● The request
Turn every line of the entries below into a JSON list of strings, one string per line and no blank lines.

Collected data
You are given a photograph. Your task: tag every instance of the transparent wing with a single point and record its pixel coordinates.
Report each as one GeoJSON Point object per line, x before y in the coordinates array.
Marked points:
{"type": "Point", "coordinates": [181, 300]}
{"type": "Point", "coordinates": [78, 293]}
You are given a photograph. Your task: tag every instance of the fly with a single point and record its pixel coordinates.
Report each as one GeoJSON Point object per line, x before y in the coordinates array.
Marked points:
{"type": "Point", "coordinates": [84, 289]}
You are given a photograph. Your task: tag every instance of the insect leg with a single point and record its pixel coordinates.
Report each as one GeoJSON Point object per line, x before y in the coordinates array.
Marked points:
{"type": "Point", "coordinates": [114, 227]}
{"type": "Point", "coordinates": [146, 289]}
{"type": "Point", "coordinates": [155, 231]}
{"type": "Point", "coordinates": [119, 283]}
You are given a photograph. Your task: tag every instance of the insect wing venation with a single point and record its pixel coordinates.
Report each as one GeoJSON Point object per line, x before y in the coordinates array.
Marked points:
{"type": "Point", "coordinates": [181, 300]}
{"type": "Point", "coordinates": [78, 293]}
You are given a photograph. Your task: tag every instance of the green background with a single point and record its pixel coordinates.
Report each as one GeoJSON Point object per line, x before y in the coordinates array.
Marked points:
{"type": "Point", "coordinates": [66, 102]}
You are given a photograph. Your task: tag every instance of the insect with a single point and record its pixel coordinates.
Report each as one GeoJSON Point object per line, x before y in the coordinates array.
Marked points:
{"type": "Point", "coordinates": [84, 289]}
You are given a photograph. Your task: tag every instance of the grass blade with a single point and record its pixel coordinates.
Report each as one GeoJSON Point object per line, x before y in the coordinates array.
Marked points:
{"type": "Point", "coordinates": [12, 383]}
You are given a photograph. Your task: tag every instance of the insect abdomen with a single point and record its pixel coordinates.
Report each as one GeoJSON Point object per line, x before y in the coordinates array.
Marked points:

● Completed task
[
  "You are given a photograph. Your task: tag every instance of the transparent wing with a single point and record its pixel coordinates.",
  "Report each as one GeoJSON Point object per line, x before y in the coordinates array.",
  "Marked points:",
  "{\"type\": \"Point\", \"coordinates\": [181, 300]}",
  "{\"type\": \"Point\", \"coordinates\": [78, 293]}",
  "You are given a photograph. Your task: tag every instance of the fly with a single point and record its pixel coordinates.",
  "Report each as one GeoJSON Point object per line, x before y in the coordinates array.",
  "Marked points:",
  "{\"type\": \"Point\", \"coordinates\": [84, 289]}",
  "You are given a photograph. Your task: tag every instance of the insect leg with a single point and record its pixel coordinates.",
  "Report each as one GeoJSON Point object per line, x before y in the coordinates array.",
  "Marked points:",
  "{\"type\": \"Point\", \"coordinates\": [114, 227]}",
  "{\"type\": \"Point\", \"coordinates\": [146, 289]}",
  "{\"type\": \"Point\", \"coordinates\": [155, 231]}",
  "{\"type\": \"Point\", \"coordinates\": [119, 283]}",
  "You are given a photograph. Your task: tag every instance of the insect wing venation with a single point and record its pixel coordinates.",
  "Report each as one GeoJSON Point object per line, x before y in the coordinates array.",
  "Marked points:",
  "{\"type\": \"Point\", \"coordinates\": [181, 300]}",
  "{\"type\": \"Point\", \"coordinates\": [78, 293]}",
  "You are given a photograph. Your task: tag every instance of the green background with a single point and record its pixel coordinates.",
  "Report each as one GeoJSON Point object per line, x before y in the coordinates array.",
  "Marked points:",
  "{\"type\": \"Point\", \"coordinates\": [66, 102]}",
  "You are given a photograph. Your task: tag every instance of the insect with a single point and record its pixel coordinates.",
  "Report each as one GeoJSON Point object per line, x before y in the coordinates array.",
  "Marked points:",
  "{\"type\": \"Point\", \"coordinates\": [84, 289]}",
  "You are given a photograph. Your task: tag every instance of the grass blade with a single point and record its pixel coordinates.",
  "Report each as one GeoJSON Point object per line, x before y in the coordinates array.",
  "Marked points:",
  "{\"type\": \"Point\", \"coordinates\": [12, 383]}",
  "You are given a photograph. Your task: tag every instance of the insect abdomen with a single point and record its pixel coordinates.",
  "Report each as one GeoJSON Point object per line, x before y in the coordinates array.",
  "Marked points:"
]